THE EXERCISE —
Transcribe every line of the data below, keeping each character unchanged.

— Start DATA IN THIS EXERCISE —

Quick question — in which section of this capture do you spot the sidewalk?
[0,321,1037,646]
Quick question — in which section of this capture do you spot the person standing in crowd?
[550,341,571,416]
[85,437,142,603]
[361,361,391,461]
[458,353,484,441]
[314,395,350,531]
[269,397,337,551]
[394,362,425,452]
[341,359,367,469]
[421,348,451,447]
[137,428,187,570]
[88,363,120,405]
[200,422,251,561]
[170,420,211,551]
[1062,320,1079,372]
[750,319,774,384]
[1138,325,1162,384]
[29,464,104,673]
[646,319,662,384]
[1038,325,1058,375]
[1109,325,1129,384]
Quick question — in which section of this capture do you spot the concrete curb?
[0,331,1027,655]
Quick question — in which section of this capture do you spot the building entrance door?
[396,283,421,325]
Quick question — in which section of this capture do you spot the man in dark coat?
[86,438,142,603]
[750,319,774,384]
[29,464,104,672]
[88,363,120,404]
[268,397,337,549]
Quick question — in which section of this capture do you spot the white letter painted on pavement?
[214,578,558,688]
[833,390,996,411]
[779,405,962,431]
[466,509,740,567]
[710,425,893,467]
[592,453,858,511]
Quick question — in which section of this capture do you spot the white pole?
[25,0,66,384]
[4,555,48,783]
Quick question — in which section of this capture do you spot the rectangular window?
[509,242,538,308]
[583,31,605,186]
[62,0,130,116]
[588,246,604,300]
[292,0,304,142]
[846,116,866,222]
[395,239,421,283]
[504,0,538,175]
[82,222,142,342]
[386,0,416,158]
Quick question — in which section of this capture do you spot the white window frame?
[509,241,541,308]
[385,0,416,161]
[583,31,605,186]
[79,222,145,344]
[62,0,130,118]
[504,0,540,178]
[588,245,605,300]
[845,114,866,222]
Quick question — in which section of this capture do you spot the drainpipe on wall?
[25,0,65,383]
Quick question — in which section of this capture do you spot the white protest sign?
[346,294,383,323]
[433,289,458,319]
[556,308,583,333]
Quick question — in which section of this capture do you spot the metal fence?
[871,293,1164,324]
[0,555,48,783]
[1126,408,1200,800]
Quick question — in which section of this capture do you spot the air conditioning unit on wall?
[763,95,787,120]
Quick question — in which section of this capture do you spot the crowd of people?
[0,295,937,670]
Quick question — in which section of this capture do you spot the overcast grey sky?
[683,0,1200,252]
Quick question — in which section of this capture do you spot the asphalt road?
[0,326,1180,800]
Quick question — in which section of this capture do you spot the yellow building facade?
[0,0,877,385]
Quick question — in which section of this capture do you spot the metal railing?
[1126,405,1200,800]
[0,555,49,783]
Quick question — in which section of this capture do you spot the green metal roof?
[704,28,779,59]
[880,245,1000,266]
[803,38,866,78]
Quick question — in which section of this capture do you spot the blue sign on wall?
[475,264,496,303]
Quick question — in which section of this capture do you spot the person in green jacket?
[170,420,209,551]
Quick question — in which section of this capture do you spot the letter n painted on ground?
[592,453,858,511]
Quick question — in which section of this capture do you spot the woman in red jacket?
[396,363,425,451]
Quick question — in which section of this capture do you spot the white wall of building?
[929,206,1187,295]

— End DATA IN THIS EXERCISE —

RESPONSE TO THIS EXERCISE —
Quick question — in which section of this capture do you spot the sidewalk?
[0,321,1037,646]
Quick question — in which section of this capture do you spot the person standing in crowd?
[550,341,571,416]
[85,437,142,603]
[361,361,391,461]
[458,353,484,441]
[314,395,350,531]
[269,397,337,551]
[394,362,425,452]
[341,359,367,469]
[421,348,451,447]
[137,428,187,570]
[88,363,120,405]
[200,422,251,561]
[170,420,211,551]
[1062,320,1079,372]
[750,319,774,384]
[1138,325,1162,384]
[29,464,104,673]
[646,319,662,384]
[1038,325,1058,375]
[1109,325,1129,384]
Quick question — in which section of this capture do you spot the concrete curb?
[0,331,1027,655]
Quick question — in which section of this capture do you spot the building entrance door?
[396,283,421,325]
Quick question — in which section of this capture do you spot the man in dark coat?
[86,438,142,603]
[750,319,774,384]
[29,464,104,672]
[88,363,120,404]
[268,397,337,549]
Quick question — in which section of this capture do you spot the white letter painted on pavement?
[214,578,558,688]
[833,390,996,411]
[779,405,962,431]
[466,509,740,567]
[710,425,893,467]
[592,453,858,511]
Quick question — in which section of this capture do you spot the white pole?
[25,0,66,384]
[4,555,48,783]
Quick question — in which section of this capture do you spot the rectangular window?
[509,242,538,308]
[583,31,605,186]
[62,0,130,116]
[588,246,604,300]
[292,0,304,142]
[846,116,866,222]
[395,239,421,283]
[504,0,538,175]
[82,222,142,342]
[386,0,416,158]
Quick question — in which section of this capture do you spot the white window frame?
[509,241,541,308]
[385,0,416,161]
[583,31,605,186]
[79,222,145,344]
[62,0,130,118]
[504,0,540,178]
[588,245,605,300]
[845,114,866,222]
Quick question — in which section of this capture do you spot the drainpipe on wall?
[25,0,65,383]
Quick question — in which section of this capture do you spot the white protest sign?
[346,294,383,323]
[433,289,458,319]
[556,308,583,333]
Quick question — in which section of this capture do you spot the metal fence?
[871,293,1164,324]
[0,555,48,783]
[1126,408,1200,800]
Quick question — in which section of this capture do you spot the air conditioning unit on wall?
[763,95,787,120]
Quick question — in which section of this capture do you spot the crowd of people?
[0,295,937,670]
Quick question — in which section of this capture do you spot the overcast grey sky?
[683,0,1200,252]
Quick question — in which section of this capture do you spot the asphalt road?
[0,326,1180,800]
Quick question — in which section of this capture do you spot the yellow building facade?
[0,0,877,385]
Quick question — in which section of this capture do you spot the metal railing?
[1126,405,1200,800]
[0,555,49,783]
Quick question — in which section of this capture do you spot the green metal roof?
[704,28,779,59]
[880,245,1000,266]
[803,38,866,78]
Quick question — in which section of this capture do you spot the blue sign on wall?
[475,264,496,303]
Quick question — in which section of this capture do you spot the person in green jacket?
[170,420,209,551]
Quick question — in which section of this capture do you spot the letter n painted on ground?
[592,453,858,511]
Quick question — in which section of this capture do you spot the woman in red jacket?
[396,363,425,451]
Quick question — in which section of this capture do you spot the white wall of building?
[929,206,1187,295]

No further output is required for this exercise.